━━━━━ Material for the task

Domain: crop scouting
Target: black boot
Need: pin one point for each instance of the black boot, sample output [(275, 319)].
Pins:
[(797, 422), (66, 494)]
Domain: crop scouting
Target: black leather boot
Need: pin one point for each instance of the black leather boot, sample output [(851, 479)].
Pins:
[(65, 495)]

━━━━━━━━━━
━━━━━ Material for the task

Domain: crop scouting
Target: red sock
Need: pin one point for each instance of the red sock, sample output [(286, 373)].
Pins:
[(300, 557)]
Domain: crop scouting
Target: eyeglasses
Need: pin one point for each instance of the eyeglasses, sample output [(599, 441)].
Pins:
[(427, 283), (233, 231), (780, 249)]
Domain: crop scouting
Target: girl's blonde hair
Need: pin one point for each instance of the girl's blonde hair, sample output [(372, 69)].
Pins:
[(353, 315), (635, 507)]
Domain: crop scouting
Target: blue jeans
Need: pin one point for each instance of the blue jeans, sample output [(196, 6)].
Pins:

━━━━━━━━━━
━━━━━ Material for the task

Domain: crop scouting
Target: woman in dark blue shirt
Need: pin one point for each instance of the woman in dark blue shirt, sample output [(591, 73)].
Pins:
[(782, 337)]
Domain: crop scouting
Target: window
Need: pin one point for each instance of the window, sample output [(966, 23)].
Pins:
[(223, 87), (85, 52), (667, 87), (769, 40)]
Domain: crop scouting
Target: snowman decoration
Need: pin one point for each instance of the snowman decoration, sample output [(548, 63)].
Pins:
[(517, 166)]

━━━━━━━━━━

As you read the records above, find each line that contains "woman" and copy it.

Output for this task:
Target: woman in dark blue shirt
Need: pin one point for each instance of the woman in dark blue shirt, sample output [(591, 73)].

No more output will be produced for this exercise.